** BEGIN **

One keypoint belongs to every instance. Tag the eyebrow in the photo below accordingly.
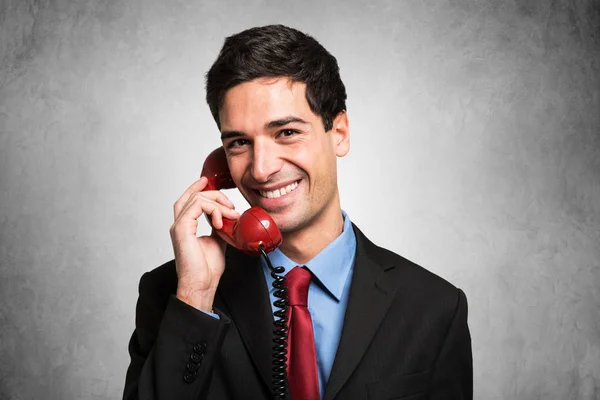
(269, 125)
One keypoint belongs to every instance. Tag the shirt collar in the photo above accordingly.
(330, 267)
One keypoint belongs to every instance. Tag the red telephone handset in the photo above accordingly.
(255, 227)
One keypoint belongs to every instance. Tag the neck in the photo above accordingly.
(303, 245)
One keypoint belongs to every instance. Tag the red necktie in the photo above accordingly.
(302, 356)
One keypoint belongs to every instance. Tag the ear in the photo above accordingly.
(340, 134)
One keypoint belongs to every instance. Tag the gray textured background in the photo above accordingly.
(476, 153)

** END **
** BEGIN **

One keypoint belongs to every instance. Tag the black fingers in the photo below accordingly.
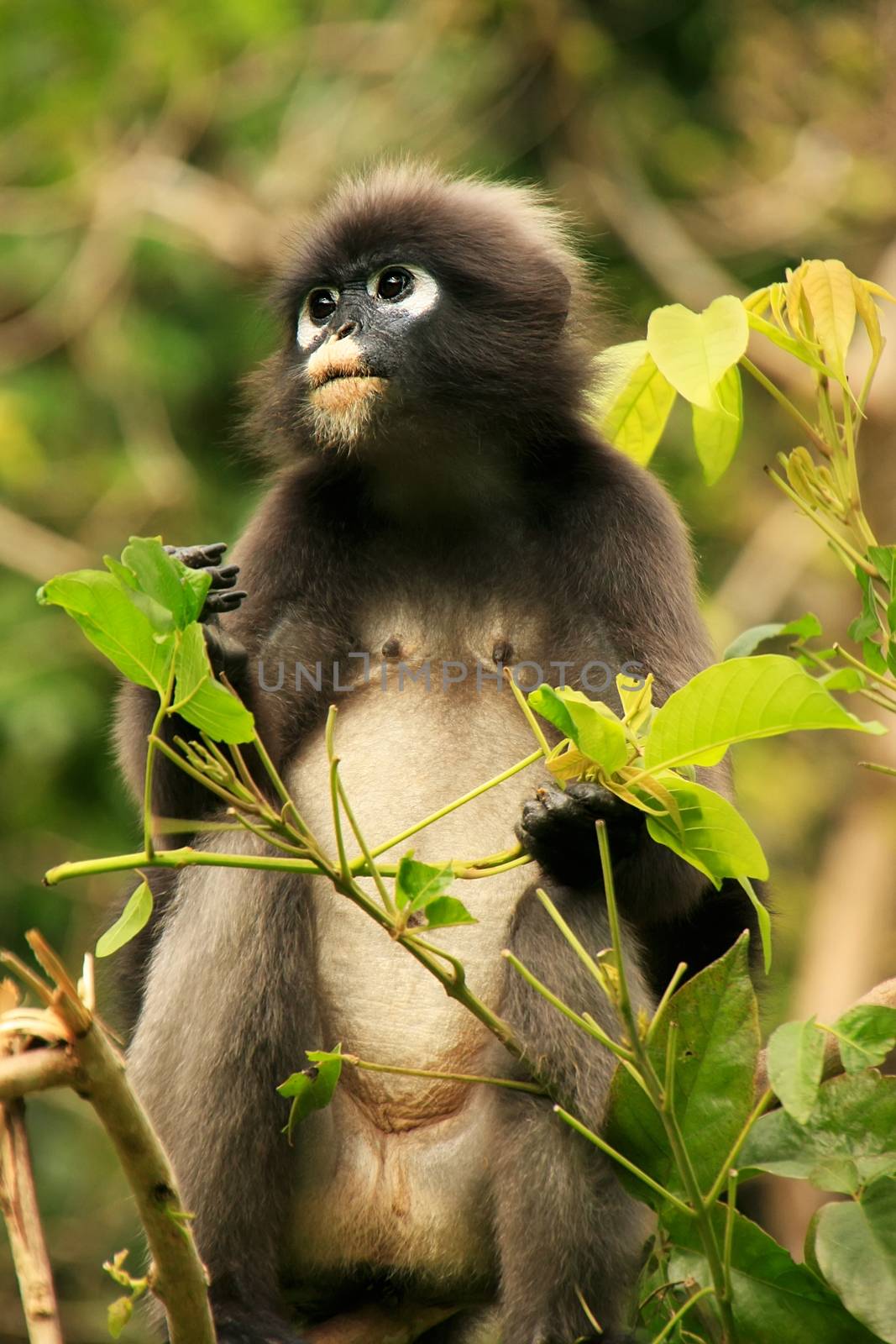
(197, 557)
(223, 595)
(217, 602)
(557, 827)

** END **

**WHAT IS NEEDED:**
State how many lines of the items above contain the word "keypoint". Reply with the number alone.

**CORRECT OUTPUT:**
8